> **Data supplied**
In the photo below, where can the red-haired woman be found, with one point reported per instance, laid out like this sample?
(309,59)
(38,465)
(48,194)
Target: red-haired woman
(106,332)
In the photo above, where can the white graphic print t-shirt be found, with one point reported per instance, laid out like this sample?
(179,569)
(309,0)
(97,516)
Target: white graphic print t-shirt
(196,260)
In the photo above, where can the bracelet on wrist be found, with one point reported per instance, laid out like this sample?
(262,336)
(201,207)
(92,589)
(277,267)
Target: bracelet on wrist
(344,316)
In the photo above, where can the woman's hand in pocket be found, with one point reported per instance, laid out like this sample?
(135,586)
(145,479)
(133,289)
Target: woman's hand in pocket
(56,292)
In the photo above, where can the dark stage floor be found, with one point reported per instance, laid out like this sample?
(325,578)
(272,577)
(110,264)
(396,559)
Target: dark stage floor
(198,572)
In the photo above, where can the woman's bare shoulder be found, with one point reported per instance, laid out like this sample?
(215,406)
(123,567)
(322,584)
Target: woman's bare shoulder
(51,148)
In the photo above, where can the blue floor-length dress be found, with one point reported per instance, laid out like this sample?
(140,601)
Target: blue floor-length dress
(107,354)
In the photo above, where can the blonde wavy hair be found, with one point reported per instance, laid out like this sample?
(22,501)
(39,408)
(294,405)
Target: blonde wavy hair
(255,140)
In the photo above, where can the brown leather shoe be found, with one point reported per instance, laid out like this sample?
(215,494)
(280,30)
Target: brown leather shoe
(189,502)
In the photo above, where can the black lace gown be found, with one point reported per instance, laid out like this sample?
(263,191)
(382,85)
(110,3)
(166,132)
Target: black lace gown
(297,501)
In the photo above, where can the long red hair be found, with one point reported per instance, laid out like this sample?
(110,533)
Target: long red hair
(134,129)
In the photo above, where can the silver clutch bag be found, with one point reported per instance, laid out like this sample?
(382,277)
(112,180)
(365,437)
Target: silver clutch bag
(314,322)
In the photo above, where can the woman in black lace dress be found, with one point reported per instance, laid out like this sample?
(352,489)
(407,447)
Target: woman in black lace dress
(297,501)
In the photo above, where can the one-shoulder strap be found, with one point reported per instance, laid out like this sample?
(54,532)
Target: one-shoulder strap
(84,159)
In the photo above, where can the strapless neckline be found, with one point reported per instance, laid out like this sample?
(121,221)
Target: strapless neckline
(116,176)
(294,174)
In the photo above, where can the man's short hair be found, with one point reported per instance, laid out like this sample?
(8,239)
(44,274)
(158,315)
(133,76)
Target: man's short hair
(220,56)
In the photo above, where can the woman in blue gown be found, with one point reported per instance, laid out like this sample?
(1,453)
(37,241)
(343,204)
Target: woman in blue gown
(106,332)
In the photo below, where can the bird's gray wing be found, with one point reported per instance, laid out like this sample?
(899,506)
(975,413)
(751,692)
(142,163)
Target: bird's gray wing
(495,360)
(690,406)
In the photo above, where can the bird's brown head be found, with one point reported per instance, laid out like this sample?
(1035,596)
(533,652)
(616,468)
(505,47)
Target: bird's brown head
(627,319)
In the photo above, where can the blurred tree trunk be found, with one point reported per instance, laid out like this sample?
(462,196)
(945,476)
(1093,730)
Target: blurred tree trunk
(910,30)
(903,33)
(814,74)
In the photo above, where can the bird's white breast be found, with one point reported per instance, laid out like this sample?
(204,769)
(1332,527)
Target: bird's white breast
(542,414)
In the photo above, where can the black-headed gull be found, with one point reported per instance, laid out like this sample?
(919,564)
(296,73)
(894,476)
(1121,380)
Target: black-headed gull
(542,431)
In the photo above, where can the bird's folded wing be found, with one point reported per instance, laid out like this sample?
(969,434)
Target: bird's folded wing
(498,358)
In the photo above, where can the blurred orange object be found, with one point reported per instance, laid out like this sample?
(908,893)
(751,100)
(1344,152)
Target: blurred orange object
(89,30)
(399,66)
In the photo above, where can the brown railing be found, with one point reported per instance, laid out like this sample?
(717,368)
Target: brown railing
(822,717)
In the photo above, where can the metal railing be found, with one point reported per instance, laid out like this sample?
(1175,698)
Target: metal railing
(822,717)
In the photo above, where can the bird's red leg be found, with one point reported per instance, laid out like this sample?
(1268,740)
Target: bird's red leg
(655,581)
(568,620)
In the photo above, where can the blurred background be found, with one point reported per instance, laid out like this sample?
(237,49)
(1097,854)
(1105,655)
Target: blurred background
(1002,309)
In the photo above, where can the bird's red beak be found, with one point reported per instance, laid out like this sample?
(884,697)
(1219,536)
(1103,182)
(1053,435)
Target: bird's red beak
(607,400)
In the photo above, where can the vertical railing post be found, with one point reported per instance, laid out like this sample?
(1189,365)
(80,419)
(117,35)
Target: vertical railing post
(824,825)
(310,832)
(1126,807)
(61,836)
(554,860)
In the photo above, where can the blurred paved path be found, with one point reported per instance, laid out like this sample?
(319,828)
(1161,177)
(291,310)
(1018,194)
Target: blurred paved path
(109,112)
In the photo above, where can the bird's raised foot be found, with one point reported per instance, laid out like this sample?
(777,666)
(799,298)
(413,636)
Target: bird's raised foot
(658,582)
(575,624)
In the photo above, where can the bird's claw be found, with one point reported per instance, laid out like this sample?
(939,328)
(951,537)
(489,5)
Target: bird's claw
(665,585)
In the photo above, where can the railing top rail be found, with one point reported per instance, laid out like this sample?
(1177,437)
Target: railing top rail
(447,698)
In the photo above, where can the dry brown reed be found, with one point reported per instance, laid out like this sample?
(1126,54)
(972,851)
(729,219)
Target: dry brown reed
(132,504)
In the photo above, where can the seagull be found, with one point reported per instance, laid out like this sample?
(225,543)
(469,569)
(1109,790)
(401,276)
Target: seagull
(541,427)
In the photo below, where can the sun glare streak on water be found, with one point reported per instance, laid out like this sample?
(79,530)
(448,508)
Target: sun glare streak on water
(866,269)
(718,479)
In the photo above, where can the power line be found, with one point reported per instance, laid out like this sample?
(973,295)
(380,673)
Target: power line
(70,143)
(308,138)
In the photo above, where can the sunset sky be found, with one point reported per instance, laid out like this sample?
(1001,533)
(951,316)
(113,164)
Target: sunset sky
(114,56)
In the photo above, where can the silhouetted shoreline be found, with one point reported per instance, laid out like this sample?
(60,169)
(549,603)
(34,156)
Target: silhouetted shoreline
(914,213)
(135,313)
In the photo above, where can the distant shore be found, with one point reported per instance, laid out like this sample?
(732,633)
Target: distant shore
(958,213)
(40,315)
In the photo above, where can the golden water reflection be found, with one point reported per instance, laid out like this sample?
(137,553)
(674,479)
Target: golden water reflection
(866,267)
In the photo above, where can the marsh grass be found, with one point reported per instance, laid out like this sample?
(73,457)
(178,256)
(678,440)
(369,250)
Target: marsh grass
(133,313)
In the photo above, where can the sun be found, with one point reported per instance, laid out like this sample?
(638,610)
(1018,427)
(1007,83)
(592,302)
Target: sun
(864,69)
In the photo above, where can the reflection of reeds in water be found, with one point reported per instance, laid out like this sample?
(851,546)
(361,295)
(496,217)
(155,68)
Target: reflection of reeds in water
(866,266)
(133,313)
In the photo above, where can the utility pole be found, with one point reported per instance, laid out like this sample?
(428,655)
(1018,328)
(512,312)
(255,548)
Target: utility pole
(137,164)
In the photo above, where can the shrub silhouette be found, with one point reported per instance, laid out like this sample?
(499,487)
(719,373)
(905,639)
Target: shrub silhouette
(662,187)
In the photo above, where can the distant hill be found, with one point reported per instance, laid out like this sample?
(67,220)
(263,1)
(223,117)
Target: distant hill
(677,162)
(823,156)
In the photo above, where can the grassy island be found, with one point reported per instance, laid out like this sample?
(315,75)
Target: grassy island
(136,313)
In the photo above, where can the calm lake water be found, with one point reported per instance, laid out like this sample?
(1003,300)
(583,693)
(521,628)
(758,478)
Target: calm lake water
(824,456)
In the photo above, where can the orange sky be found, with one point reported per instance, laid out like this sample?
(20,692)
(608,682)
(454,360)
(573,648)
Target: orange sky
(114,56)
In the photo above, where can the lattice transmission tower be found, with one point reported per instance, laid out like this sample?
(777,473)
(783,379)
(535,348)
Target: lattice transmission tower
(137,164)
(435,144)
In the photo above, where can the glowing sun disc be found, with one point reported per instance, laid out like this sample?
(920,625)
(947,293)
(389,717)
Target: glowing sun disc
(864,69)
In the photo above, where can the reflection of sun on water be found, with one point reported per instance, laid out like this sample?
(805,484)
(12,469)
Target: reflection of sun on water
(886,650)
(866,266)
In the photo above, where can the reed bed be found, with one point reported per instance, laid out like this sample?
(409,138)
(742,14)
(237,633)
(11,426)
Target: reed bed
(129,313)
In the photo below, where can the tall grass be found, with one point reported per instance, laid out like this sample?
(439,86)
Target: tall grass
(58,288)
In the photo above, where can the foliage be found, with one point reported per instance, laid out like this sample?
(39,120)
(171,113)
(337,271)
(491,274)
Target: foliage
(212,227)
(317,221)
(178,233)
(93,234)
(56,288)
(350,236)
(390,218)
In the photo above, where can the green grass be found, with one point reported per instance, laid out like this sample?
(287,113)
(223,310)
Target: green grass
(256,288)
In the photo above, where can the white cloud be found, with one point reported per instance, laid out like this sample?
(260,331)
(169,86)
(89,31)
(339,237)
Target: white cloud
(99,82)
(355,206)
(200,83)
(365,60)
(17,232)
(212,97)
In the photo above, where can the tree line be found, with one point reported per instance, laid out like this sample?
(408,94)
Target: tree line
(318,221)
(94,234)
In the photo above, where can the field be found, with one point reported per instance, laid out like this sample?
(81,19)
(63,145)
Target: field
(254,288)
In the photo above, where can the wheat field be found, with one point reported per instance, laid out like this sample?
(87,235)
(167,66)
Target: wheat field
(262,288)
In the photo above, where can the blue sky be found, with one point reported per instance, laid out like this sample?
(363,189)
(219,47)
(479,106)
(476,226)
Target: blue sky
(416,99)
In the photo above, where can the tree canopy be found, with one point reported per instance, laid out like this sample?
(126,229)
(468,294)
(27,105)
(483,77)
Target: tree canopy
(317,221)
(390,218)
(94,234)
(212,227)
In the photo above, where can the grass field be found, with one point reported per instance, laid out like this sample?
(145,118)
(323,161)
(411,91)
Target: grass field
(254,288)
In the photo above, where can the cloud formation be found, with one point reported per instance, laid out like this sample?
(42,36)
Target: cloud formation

> **Objective**
Locate the line that contains "In the photo above, where can the blue sky", then please quote it and every line after it to the end of the entries above, exactly and with nothing else.

> **Solution**
In the photo above, where can the blue sky be found, with one point reported per instance, laid out like this sample?
(363,189)
(219,47)
(479,106)
(476,226)
Target: blue sky
(416,99)
In the photo above, where can the tree canopy be found, with one point reported per instance, laid out like this sample?
(126,229)
(468,294)
(27,105)
(483,77)
Target: tree canopy
(317,221)
(390,218)
(94,234)
(212,227)
In the photo above, where can the grass field be found, with one point reported per instance, laid out like this sample?
(145,118)
(323,161)
(411,91)
Target: grass field
(254,288)
In the photo above, where can the cloud formation be found, with one point reported per instance, laid out like this sample?
(42,36)
Target: cloud formation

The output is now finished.